▶ **AIM OF THE TASK**: Work out how many lines of the material contain the string "front"; the answer is that number only.

▶ **EXERCISE MATERIAL**:
★ ★ ★ ★ ★
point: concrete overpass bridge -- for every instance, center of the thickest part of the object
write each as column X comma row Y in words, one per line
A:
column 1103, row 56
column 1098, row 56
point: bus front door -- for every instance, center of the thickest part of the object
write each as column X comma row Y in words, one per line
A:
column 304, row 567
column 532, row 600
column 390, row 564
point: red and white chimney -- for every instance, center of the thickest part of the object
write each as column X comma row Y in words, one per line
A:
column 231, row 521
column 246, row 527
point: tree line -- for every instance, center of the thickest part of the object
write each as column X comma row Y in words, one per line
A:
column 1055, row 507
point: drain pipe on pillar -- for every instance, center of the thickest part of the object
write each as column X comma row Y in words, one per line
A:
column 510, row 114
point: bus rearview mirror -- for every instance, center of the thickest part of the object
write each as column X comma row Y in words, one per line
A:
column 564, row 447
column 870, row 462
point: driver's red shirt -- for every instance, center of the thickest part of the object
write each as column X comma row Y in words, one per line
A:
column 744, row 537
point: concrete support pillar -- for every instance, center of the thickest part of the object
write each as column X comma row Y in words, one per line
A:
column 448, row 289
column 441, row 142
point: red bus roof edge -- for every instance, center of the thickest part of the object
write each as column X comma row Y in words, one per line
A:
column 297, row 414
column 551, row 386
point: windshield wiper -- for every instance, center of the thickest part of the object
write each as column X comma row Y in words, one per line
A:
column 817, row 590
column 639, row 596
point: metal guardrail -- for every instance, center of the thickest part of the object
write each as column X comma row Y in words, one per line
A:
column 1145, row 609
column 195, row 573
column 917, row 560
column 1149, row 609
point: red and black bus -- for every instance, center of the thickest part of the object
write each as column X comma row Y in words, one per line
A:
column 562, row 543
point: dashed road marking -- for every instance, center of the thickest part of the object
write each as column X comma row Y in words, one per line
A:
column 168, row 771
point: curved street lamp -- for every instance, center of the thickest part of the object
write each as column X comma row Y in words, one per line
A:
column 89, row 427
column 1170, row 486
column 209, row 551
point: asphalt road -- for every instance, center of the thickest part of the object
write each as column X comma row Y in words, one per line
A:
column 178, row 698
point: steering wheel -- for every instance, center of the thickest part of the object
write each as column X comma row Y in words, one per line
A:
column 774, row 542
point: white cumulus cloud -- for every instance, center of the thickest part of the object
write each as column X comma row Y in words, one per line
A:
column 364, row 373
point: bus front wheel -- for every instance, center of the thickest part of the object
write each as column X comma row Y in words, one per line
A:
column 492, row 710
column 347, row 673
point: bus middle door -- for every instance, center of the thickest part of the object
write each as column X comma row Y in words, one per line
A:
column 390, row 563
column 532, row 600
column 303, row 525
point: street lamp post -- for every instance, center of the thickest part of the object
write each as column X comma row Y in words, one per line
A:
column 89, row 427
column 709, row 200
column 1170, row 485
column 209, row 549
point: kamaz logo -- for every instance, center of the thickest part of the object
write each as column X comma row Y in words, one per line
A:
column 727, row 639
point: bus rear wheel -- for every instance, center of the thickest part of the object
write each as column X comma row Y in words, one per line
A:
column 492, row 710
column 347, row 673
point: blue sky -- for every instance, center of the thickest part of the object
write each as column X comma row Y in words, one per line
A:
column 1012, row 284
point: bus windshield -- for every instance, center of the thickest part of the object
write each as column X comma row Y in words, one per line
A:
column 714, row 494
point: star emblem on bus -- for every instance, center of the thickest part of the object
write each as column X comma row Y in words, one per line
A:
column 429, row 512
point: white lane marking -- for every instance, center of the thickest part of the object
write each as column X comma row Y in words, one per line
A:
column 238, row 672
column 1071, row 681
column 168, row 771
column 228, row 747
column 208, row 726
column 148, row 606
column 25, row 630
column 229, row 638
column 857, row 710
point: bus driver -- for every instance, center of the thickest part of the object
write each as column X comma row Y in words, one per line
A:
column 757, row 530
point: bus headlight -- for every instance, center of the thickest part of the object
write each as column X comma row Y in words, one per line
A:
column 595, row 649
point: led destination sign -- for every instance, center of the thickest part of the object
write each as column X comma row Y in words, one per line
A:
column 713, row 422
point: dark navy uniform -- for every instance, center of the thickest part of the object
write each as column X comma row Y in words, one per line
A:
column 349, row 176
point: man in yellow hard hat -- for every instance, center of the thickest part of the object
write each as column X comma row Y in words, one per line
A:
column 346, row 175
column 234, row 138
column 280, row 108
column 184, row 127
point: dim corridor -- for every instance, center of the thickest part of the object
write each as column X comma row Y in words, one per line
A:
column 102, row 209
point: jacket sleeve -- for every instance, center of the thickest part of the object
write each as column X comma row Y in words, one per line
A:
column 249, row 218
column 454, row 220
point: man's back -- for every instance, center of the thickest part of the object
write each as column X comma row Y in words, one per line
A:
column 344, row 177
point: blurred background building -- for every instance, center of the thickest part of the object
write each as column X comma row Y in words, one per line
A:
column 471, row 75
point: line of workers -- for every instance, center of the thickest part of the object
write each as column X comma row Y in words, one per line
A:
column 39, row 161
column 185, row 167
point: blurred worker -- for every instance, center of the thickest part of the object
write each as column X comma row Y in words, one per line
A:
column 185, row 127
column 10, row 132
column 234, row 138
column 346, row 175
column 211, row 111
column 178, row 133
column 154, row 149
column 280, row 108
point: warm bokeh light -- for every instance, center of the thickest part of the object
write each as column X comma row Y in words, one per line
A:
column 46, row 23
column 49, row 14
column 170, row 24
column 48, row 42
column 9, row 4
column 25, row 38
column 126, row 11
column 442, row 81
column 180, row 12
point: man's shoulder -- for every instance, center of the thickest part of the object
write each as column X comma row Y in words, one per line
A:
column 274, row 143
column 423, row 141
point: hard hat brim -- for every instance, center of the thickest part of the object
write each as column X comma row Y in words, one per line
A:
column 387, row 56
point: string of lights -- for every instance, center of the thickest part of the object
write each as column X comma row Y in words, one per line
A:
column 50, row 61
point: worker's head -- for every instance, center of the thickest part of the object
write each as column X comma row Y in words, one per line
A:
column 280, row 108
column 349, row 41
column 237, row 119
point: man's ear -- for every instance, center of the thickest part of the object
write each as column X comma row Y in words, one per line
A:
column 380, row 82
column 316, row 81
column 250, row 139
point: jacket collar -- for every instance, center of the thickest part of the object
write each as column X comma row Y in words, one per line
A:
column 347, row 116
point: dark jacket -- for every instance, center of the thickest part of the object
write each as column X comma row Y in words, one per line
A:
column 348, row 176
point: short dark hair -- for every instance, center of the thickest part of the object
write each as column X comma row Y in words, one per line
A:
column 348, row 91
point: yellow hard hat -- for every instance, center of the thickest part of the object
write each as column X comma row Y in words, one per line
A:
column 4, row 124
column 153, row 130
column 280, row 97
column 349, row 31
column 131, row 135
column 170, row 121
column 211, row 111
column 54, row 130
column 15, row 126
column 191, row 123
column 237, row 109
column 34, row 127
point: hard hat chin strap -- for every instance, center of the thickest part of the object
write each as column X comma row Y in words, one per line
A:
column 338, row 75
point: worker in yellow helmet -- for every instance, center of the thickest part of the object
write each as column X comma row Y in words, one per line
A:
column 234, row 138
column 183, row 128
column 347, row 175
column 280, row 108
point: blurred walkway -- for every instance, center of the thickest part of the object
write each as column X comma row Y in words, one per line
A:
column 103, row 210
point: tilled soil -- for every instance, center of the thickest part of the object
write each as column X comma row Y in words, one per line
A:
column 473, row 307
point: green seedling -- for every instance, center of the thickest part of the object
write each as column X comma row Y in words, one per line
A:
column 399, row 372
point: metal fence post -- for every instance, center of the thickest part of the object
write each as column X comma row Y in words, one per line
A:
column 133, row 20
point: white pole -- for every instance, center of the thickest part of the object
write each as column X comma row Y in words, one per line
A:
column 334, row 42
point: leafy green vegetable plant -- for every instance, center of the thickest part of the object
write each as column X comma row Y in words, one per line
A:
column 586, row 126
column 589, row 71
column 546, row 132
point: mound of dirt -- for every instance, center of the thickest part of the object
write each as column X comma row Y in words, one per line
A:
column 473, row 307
★ ★ ★ ★ ★
▶ **YOUR RESPONSE**: 2